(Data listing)
──────────

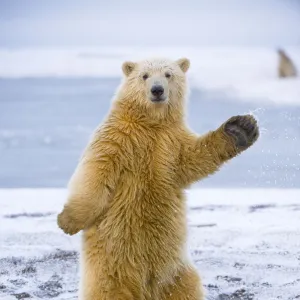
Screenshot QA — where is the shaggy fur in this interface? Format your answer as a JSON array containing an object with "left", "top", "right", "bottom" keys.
[
  {"left": 58, "top": 59, "right": 258, "bottom": 300},
  {"left": 278, "top": 49, "right": 297, "bottom": 78}
]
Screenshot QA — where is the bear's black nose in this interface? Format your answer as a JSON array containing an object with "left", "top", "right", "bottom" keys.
[{"left": 151, "top": 85, "right": 164, "bottom": 97}]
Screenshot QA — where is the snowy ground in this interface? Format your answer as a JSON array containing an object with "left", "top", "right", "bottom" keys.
[{"left": 0, "top": 189, "right": 300, "bottom": 300}]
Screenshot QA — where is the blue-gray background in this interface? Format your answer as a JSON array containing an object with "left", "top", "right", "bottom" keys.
[
  {"left": 0, "top": 78, "right": 300, "bottom": 187},
  {"left": 0, "top": 0, "right": 300, "bottom": 188}
]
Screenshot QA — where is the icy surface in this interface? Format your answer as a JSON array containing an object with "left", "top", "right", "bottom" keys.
[
  {"left": 0, "top": 45, "right": 300, "bottom": 105},
  {"left": 0, "top": 78, "right": 300, "bottom": 188},
  {"left": 0, "top": 189, "right": 300, "bottom": 300}
]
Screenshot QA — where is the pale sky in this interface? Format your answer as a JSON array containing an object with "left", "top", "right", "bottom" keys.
[{"left": 0, "top": 0, "right": 300, "bottom": 48}]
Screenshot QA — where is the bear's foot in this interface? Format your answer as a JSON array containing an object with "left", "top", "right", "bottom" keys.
[{"left": 223, "top": 115, "right": 259, "bottom": 151}]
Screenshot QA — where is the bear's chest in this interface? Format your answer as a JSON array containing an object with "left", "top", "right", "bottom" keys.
[{"left": 131, "top": 132, "right": 180, "bottom": 180}]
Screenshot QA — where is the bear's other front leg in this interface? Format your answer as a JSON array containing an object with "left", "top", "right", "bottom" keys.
[
  {"left": 178, "top": 115, "right": 259, "bottom": 187},
  {"left": 57, "top": 132, "right": 122, "bottom": 235}
]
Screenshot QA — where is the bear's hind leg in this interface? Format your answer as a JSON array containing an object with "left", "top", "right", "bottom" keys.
[{"left": 160, "top": 266, "right": 204, "bottom": 300}]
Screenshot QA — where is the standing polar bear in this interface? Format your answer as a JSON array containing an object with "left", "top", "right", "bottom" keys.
[{"left": 58, "top": 58, "right": 259, "bottom": 300}]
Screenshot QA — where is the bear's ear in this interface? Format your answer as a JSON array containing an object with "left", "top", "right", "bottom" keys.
[
  {"left": 176, "top": 58, "right": 190, "bottom": 73},
  {"left": 122, "top": 61, "right": 135, "bottom": 76}
]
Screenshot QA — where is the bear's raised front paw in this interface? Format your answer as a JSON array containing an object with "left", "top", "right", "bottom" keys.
[
  {"left": 57, "top": 209, "right": 81, "bottom": 235},
  {"left": 224, "top": 115, "right": 259, "bottom": 151}
]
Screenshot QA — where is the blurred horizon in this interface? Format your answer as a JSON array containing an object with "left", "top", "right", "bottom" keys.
[{"left": 0, "top": 0, "right": 300, "bottom": 49}]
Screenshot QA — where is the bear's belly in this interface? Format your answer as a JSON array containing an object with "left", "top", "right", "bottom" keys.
[{"left": 85, "top": 190, "right": 186, "bottom": 274}]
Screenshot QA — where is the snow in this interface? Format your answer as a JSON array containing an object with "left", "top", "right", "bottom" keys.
[
  {"left": 0, "top": 189, "right": 300, "bottom": 300},
  {"left": 0, "top": 46, "right": 300, "bottom": 105}
]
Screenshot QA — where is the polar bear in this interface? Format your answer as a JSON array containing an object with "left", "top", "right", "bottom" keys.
[{"left": 58, "top": 58, "right": 259, "bottom": 300}]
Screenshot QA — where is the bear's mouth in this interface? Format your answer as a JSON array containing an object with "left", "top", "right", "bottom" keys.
[{"left": 150, "top": 95, "right": 167, "bottom": 103}]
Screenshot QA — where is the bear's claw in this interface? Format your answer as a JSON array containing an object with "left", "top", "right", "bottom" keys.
[{"left": 224, "top": 115, "right": 259, "bottom": 151}]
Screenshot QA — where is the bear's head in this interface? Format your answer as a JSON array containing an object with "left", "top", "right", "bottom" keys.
[{"left": 116, "top": 58, "right": 190, "bottom": 118}]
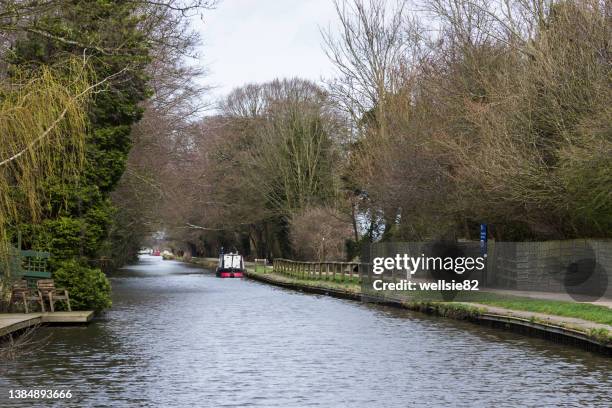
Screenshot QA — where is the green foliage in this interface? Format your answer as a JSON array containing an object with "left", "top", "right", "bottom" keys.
[
  {"left": 53, "top": 260, "right": 112, "bottom": 312},
  {"left": 10, "top": 0, "right": 150, "bottom": 278}
]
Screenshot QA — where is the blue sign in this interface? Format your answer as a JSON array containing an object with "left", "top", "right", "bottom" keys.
[{"left": 480, "top": 224, "right": 488, "bottom": 258}]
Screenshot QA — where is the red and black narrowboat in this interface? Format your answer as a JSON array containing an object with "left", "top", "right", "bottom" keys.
[{"left": 217, "top": 253, "right": 244, "bottom": 278}]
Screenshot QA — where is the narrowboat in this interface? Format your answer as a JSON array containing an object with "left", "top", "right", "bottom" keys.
[{"left": 217, "top": 253, "right": 244, "bottom": 278}]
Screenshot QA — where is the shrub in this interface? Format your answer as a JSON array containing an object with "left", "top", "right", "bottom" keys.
[
  {"left": 289, "top": 207, "right": 351, "bottom": 261},
  {"left": 53, "top": 260, "right": 112, "bottom": 312}
]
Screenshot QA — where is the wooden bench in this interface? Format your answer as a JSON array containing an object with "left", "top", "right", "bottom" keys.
[
  {"left": 11, "top": 279, "right": 45, "bottom": 313},
  {"left": 36, "top": 279, "right": 72, "bottom": 312}
]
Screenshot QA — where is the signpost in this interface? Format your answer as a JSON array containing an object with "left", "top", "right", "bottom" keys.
[
  {"left": 480, "top": 224, "right": 489, "bottom": 286},
  {"left": 480, "top": 224, "right": 488, "bottom": 258}
]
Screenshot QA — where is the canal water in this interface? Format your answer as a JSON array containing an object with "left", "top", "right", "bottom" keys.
[{"left": 0, "top": 257, "right": 612, "bottom": 407}]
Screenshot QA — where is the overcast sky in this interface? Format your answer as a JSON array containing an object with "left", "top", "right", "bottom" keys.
[{"left": 194, "top": 0, "right": 336, "bottom": 107}]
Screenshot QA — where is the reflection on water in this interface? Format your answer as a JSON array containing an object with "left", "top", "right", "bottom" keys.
[{"left": 0, "top": 257, "right": 612, "bottom": 407}]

──────────

Output an exact copy of the material, with the pictures removed.

Screenshot QA — where is the shaggy fur in this interface? Format your answer as a JSON array containing an object with "left", "top", "right", "bottom" keys.
[
  {"left": 58, "top": 59, "right": 258, "bottom": 300},
  {"left": 278, "top": 49, "right": 297, "bottom": 78}
]
Screenshot QA — where is the bear's black nose in this interface? Format your answer as a JSON array containing an object with "left", "top", "right", "bottom" keys.
[{"left": 151, "top": 85, "right": 164, "bottom": 97}]
Screenshot QA — where is the snowy ground in this interface? Format your answer as a JSON array containing an object with "left", "top", "right", "bottom" keys.
[{"left": 0, "top": 189, "right": 300, "bottom": 300}]
Screenshot QA — where is the blue-gray background in this interface? Format your answer as a JSON array containing an object with "left", "top", "right", "bottom" keys.
[
  {"left": 0, "top": 78, "right": 300, "bottom": 187},
  {"left": 0, "top": 0, "right": 300, "bottom": 188}
]
Screenshot QA — where is the icy surface in this interface? Format your answer as a JSON array containing an object with "left", "top", "right", "bottom" keys.
[
  {"left": 0, "top": 45, "right": 300, "bottom": 105},
  {"left": 0, "top": 78, "right": 300, "bottom": 188},
  {"left": 0, "top": 189, "right": 300, "bottom": 300}
]
Screenshot QA — where is the pale sky in this interface? Format your answer as a JSON array containing an object with "left", "top", "right", "bottom" keys.
[{"left": 0, "top": 0, "right": 300, "bottom": 48}]
Screenshot QA — where is the bear's foot in this interface? Format your answer as a JSON array containing an object with "left", "top", "right", "bottom" keys.
[{"left": 223, "top": 115, "right": 259, "bottom": 151}]
Screenshot QA — where is the bear's chest in this interface? Format your answer as a JSON array containing an object with "left", "top", "right", "bottom" keys.
[{"left": 131, "top": 132, "right": 180, "bottom": 180}]
Screenshot QA — where is the bear's other front leg in this interface? Format your answer as a JSON array containing an object with "left", "top", "right", "bottom" keys.
[
  {"left": 178, "top": 115, "right": 259, "bottom": 187},
  {"left": 57, "top": 132, "right": 122, "bottom": 235}
]
Screenshot QA — where is the bear's hind leg in this interface? Format your answer as a JSON array containing an object with "left", "top", "right", "bottom" keys.
[{"left": 160, "top": 266, "right": 204, "bottom": 300}]
Screenshot QA — where is the standing polar bear in this interface? Format your answer as a JSON array containing an object with "left", "top", "right", "bottom" keys.
[{"left": 58, "top": 58, "right": 259, "bottom": 300}]
Screenshot QA — where is the bear's ear in this interface? Format your answer as a JSON array containing an object with "left", "top", "right", "bottom" keys.
[
  {"left": 176, "top": 58, "right": 190, "bottom": 73},
  {"left": 122, "top": 61, "right": 135, "bottom": 76}
]
Screenshot QA — where is the bear's raised front paw in this interface? Format your answer as a JSON array containing an object with "left", "top", "right", "bottom" keys.
[
  {"left": 57, "top": 209, "right": 81, "bottom": 235},
  {"left": 224, "top": 115, "right": 259, "bottom": 151}
]
Screenshot QA — where is the blurred horizon in this interface? Format your answer as a JSON array containing an object with "left", "top", "right", "bottom" keys.
[{"left": 0, "top": 0, "right": 300, "bottom": 49}]
Screenshot QA — where is the bear's belly in this interface? Format your answer as a JSON array containing an object with "left", "top", "right", "bottom" keys.
[{"left": 85, "top": 190, "right": 186, "bottom": 274}]
Screenshot QA — where is the snow in this interface? Format your answer as a JSON array containing an object with "left", "top", "right", "bottom" keys.
[
  {"left": 0, "top": 189, "right": 300, "bottom": 300},
  {"left": 0, "top": 46, "right": 300, "bottom": 105}
]
Screenshot QA — where is the polar bear in this interface? Format your answer as a JSON array containing an object with "left", "top", "right", "bottom" keys.
[{"left": 58, "top": 58, "right": 259, "bottom": 300}]
Screenshot QA — where is the bear's mouth in this interface? Format your answer as a JSON array containing an object with "left", "top", "right", "bottom" keys.
[{"left": 150, "top": 95, "right": 167, "bottom": 103}]
Screenshot QA — where is the bear's claw in this interface? Format your answer as a JSON array containing an object with "left", "top", "right", "bottom" keys.
[{"left": 224, "top": 115, "right": 259, "bottom": 151}]
Screenshot QA — where is the bear's head in this interface? Format your answer as a JSON array containing an object with "left", "top", "right", "bottom" keys.
[{"left": 116, "top": 58, "right": 190, "bottom": 118}]
Screenshot QA — where is the green foliage in this interface? Format your answer as a JSON array containing an object with "left", "top", "right", "bottom" keys.
[
  {"left": 53, "top": 260, "right": 112, "bottom": 312},
  {"left": 10, "top": 0, "right": 150, "bottom": 278}
]
Screenshot QA — where is the blue sign in this interface? Format your answer as a JSON array containing an object with "left", "top", "right", "bottom" keys.
[{"left": 480, "top": 224, "right": 488, "bottom": 258}]
Screenshot QA — where is the red and black narrowboat in this interface? Format your answer as a JSON array containing an object with "left", "top", "right", "bottom" keys.
[{"left": 217, "top": 253, "right": 244, "bottom": 278}]
Screenshot QA — where is the narrowboat in this interface? Format your answer as a JSON array containing an object with "left", "top", "right", "bottom" keys.
[{"left": 217, "top": 253, "right": 244, "bottom": 278}]
Screenshot QA — where is the shrub in this interface? Format your answer as a JSON array containing an object with "left", "top", "right", "bottom" keys.
[
  {"left": 289, "top": 207, "right": 351, "bottom": 261},
  {"left": 53, "top": 260, "right": 112, "bottom": 312}
]
Screenshot QA — where is the wooden bench in this interface? Format your answer as a JSON array containing an object with "left", "top", "right", "bottom" keys.
[
  {"left": 11, "top": 279, "right": 45, "bottom": 313},
  {"left": 36, "top": 279, "right": 72, "bottom": 312}
]
Screenshot QA — where is the signpost in this interface? Format your answer as a JSON array containing an object with "left", "top", "right", "bottom" keys.
[
  {"left": 480, "top": 224, "right": 489, "bottom": 286},
  {"left": 480, "top": 224, "right": 488, "bottom": 258}
]
Screenshot QA — where is the canal water in this interface? Format your answer as a JSON array containing an object with "left", "top", "right", "bottom" keys.
[{"left": 0, "top": 257, "right": 612, "bottom": 407}]
Screenshot QA — where is the overcast sky in this interface? Format your answer as a JSON array containing an object with "left", "top", "right", "bottom" keys.
[{"left": 194, "top": 0, "right": 336, "bottom": 107}]
Screenshot QA — where is the reflection on water in this interface? Format your answer as a JSON array containing an object with "left", "top", "right", "bottom" keys.
[{"left": 0, "top": 257, "right": 612, "bottom": 407}]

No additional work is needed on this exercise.